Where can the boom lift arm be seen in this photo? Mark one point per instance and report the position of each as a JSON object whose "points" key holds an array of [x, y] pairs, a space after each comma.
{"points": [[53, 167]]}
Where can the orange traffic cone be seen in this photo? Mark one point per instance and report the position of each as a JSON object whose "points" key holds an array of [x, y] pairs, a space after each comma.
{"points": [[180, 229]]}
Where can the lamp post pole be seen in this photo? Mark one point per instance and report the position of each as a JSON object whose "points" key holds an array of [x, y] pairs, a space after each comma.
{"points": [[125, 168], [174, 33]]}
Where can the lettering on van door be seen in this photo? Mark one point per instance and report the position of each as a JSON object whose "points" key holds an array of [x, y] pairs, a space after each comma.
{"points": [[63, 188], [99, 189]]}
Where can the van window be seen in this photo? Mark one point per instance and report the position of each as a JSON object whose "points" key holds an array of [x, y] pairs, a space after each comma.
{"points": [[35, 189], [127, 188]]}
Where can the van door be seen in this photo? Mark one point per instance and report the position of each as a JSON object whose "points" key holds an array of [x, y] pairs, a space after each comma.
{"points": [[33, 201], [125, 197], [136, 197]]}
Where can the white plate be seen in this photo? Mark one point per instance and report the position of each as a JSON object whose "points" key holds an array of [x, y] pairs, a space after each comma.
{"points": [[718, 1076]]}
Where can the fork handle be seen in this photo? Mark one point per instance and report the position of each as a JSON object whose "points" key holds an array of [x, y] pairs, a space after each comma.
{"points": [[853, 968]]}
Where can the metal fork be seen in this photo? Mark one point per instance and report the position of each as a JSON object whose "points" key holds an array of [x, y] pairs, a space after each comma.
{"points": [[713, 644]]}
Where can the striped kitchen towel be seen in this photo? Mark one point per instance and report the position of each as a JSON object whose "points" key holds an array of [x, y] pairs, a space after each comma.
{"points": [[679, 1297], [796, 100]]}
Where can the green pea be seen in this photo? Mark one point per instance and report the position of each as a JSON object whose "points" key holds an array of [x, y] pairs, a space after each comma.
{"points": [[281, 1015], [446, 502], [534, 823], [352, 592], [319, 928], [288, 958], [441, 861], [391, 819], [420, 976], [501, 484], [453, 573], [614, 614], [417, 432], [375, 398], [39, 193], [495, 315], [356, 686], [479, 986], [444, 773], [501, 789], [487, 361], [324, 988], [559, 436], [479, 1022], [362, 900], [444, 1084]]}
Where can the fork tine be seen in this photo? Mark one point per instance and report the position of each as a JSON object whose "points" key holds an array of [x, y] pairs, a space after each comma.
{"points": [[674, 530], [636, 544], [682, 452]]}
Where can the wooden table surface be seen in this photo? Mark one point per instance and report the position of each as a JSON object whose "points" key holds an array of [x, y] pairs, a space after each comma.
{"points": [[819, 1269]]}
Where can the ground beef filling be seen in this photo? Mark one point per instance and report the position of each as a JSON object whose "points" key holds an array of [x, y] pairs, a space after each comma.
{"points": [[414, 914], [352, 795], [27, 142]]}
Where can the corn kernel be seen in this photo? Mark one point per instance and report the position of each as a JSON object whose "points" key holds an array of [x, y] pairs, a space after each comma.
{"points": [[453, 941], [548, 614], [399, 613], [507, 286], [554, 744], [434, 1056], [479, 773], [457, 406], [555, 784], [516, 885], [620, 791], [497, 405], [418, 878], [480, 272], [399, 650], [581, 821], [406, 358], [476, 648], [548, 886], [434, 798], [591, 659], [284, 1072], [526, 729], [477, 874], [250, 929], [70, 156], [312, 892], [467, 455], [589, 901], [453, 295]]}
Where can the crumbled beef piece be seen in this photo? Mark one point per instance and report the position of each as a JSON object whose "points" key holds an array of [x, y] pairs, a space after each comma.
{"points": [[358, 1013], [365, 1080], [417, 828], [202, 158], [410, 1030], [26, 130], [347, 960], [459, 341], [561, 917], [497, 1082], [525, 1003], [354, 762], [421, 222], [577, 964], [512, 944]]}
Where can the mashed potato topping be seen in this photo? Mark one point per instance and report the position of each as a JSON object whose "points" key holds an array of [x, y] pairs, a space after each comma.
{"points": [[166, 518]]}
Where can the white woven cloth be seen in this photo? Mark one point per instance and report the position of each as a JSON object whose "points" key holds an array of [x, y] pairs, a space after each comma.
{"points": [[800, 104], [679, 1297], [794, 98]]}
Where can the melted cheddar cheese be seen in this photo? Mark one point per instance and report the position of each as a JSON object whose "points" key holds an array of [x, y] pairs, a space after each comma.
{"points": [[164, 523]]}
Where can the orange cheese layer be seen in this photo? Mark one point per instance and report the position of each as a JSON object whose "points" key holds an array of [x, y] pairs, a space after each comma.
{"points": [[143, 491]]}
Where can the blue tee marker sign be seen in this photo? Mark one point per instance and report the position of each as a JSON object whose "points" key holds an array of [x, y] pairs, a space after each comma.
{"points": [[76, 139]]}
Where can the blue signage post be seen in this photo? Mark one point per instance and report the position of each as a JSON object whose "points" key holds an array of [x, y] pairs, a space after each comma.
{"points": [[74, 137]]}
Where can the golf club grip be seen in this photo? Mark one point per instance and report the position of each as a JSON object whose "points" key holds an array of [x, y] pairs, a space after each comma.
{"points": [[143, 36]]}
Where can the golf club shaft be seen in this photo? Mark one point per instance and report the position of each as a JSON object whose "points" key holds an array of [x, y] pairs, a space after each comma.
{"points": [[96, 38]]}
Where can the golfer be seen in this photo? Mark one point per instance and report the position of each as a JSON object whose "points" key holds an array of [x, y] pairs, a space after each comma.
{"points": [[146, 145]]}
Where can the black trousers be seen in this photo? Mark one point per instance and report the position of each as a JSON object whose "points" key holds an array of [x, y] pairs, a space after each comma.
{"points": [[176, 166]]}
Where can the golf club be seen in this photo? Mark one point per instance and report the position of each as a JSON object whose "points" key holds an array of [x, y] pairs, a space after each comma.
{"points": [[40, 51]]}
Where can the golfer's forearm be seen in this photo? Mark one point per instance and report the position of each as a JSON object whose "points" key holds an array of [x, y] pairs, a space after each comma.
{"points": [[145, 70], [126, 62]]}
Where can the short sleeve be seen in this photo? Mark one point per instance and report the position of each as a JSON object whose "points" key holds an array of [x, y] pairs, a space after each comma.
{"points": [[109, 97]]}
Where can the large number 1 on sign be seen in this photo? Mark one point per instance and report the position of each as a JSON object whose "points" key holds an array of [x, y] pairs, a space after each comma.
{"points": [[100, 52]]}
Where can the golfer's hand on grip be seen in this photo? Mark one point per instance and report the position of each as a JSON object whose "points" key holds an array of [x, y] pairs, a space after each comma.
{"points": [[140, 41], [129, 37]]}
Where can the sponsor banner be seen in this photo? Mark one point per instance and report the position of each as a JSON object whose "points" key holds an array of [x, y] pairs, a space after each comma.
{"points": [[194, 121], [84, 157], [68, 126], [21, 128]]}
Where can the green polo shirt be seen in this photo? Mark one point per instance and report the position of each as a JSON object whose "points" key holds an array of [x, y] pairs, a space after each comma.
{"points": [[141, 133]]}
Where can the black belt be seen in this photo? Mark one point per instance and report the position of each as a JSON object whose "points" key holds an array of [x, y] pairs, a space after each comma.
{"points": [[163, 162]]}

**WHAT YOU HAVE TO DO**
Reproduce the full set of records precisely.

**EXERCISE RESULT**
Where can the boom lift arm be seen in this photo? Mark one point per instance and report the position of each as a JSON object whose "points" key holds an array of [x, y] pairs, a space after each comma.
{"points": [[53, 167]]}
Where can the orange traffic cone be seen in this photo? Mark one point per instance and report the position of each as a JSON object whose "points" key holds an array of [x, y] pairs, a space after each comma.
{"points": [[180, 229]]}
Where can the lamp post pole be seen in this photo? Mark one point per instance and report the position of each as a JSON object whose "points" key holds an array of [x, y] pairs, a space after each comma.
{"points": [[125, 168], [174, 33]]}
Where can the lettering on van door be seen in this photo? Mark one point per instance and report the position of each as a JSON object whose "points" key holds an array of [x, y] pairs, a space after each comma.
{"points": [[63, 188], [99, 189]]}
Where can the van window be seen in this photo? Mark one point per instance and report the position of each as a JSON object whose "points" key holds an array of [x, y] pairs, a space after each comma.
{"points": [[35, 189], [127, 188]]}
Where can the van door be seen in this photo? Mark one point per instance and report the position of each as a JSON object whose "points" key holds an array of [x, y] pairs, a space after each comma.
{"points": [[33, 201], [125, 197], [136, 197]]}
Where can the white plate be seen in this photo? Mark one point per instance and report the position of each as a JSON object whose "points" key holds an array of [x, y] pairs, a space after each comma.
{"points": [[718, 1076]]}
Where can the fork handle be seen in this photo? Mark one point per instance and report the position of each as a JSON object whose "points" key holds an array of [x, y] pairs, a space after each comma.
{"points": [[853, 968]]}
Where can the metal fork be seen in this photo? Mark one point per instance and report the position of each as a JSON object whose "points" key holds an array of [x, y] pairs, a space after each comma.
{"points": [[713, 644]]}
Where can the striped kitchen towel be seen in this photo? Mark one point per instance and report the position of each as a JSON object whose "points" key holds an array of [x, y] pairs, a space after each comma.
{"points": [[679, 1297], [796, 100]]}
Where can the green pea be seen in this photo? Mark one point per instance and report the position of each as a JSON object whose "points" key holds an array of [x, y] pairs, a space after each comma.
{"points": [[281, 1015], [446, 502], [534, 823], [352, 592], [319, 928], [288, 958], [441, 861], [391, 819], [420, 976], [501, 484], [453, 573], [614, 614], [417, 432], [375, 398], [39, 193], [495, 315], [356, 686], [479, 986], [444, 773], [501, 789], [487, 361], [324, 988], [559, 436], [479, 1022], [362, 900], [444, 1084]]}
Where can the fork tine be seen in this photo? Mark one point per instance and report the position of each as a JSON object whose "points" key holds an array of [x, y] pairs, a space after each comma.
{"points": [[674, 530], [636, 544], [682, 452]]}
Where can the wooden table surface be seen in this photo? Mark one point per instance and report the position of each as a JSON object whose "points" key holds an array of [x, y] pairs, a space after each comma.
{"points": [[819, 1269]]}
Where can the ground beef filling be seen in this photo? Mark one point per instance and report the position of each as a JSON object whose "points" key holds an array of [x, y] pairs, a space after each comma.
{"points": [[414, 914], [352, 795], [27, 142]]}
Where can the corn kernel be seen in this photo? Mark one point per instance and report the position of each as a JSON object whose "points" key holds an array of [x, y] pairs, a space after each comma.
{"points": [[453, 941], [548, 614], [399, 613], [507, 286], [554, 744], [434, 1056], [479, 773], [457, 406], [555, 784], [516, 885], [620, 791], [497, 405], [418, 878], [480, 272], [399, 650], [581, 821], [406, 358], [476, 648], [548, 886], [434, 798], [591, 659], [284, 1072], [526, 729], [477, 874], [250, 929], [70, 156], [312, 892], [467, 455], [589, 901], [453, 295]]}
Where can the crumbled beef piece be seen in this photo? Mark one point per instance and report the position of each as a JSON object whose "points" key holds an array of [x, y] pairs, a space after each comma.
{"points": [[358, 1013], [365, 1080], [417, 828], [202, 158], [410, 1030], [26, 130], [347, 960], [459, 341], [561, 917], [497, 1082], [525, 1003], [354, 762], [421, 222], [577, 964], [512, 944]]}
Where can the mashed potato topping be seen in this photo? Mark one point per instance and report the position of each as a JSON object whose "points" key holds an array of [x, y] pairs, a space after each comma.
{"points": [[166, 518]]}
Where can the white woven cloth be seen in this photo? Mark one point per instance and report the position of each as a JSON object whose "points" key holds an array of [x, y] pairs, a space after each comma.
{"points": [[800, 104], [679, 1297], [794, 98]]}
Where can the melted cheddar cheese be seen in this photo? Mark one point per instance and report the position of each as a JSON object whose "points" key holds an array of [x, y] pairs, a space after each comma.
{"points": [[164, 523]]}
Where can the orange cheese layer be seen in this photo? Mark one point per instance and report the position of each as a JSON object whose "points" key holds an array of [x, y] pairs, a space after each comma.
{"points": [[143, 491]]}
Where can the blue tee marker sign be seen in this photo? Mark one point per instance and report the position of each as a JSON object whose "points" key holds an array of [x, y] pairs, a space after each comma.
{"points": [[76, 139]]}
Where can the blue signage post be seen in this photo? Mark one point per instance and report the position of each as a JSON object whose "points" key holds an array of [x, y] pairs, a space after each comma.
{"points": [[74, 137]]}
Where can the golf club grip be seen in this photo? Mark one point per instance and report the position of each as a JSON object whose "points" key holds an array of [x, y] pairs, a space after each comma.
{"points": [[143, 36]]}
Where can the golf club shaft be seen in this photo? Mark one point per instance and report the position of each as a JSON object whose "points" key holds an array of [x, y] pairs, a space after each comma.
{"points": [[96, 38]]}
Where can the golfer be seen in this photo? Mark one point per instance and report the position of each as a JSON object whose "points" key holds an array of [x, y] pairs, a space after each comma.
{"points": [[146, 145]]}
Where can the black trousers be seen in this photo? Mark one point per instance and report the position of each as a JSON object whose "points" key holds an array of [x, y] pairs, a space after each comma.
{"points": [[176, 166]]}
Where can the golf club be seen in this photo? Mark one point per instance and report the position of each as a JSON object whose "points" key holds an array of [x, y] pairs, a space after each comma.
{"points": [[40, 51]]}
Where can the golfer's forearm be seen in this photo? Mark one point per instance and report the position of each as a JSON object whose "points" key holds an array of [x, y] pairs, a space after each comma.
{"points": [[145, 70], [126, 62]]}
Where can the short sleeve be seen in this photo? Mark one point per instance and report the position of each as a JSON object whose "points" key holds an array of [x, y] pairs, a space after each comma.
{"points": [[109, 97]]}
Where can the large number 1 on sign be seen in this photo? Mark one point per instance and report the position of each as a JSON object whose "points" key holds an array of [x, y] pairs, a space after each comma.
{"points": [[100, 52]]}
Where can the golfer's hand on grip be seen in this photo? Mark one point per instance and report the position of each as a JSON object whose "points" key holds an array of [x, y] pairs, a space after each comma.
{"points": [[140, 41], [129, 37]]}
Where can the sponsor banner be seen in this photo? Mark one point per instance and report the position of each as a JSON object whose "points" key holds an array of [x, y] pairs, a space after each comma.
{"points": [[194, 121], [84, 157], [68, 126], [21, 128]]}
Where can the green polo shirt be seen in this photo? Mark one point per instance and report the position of each as a JSON object whose "points" key holds an array of [x, y] pairs, a space after each comma.
{"points": [[141, 133]]}
Where can the black belt be seen in this photo? Mark one point per instance and report the position of each as a JSON object whose "points" key holds an array of [x, y] pairs, a space after each comma.
{"points": [[163, 162]]}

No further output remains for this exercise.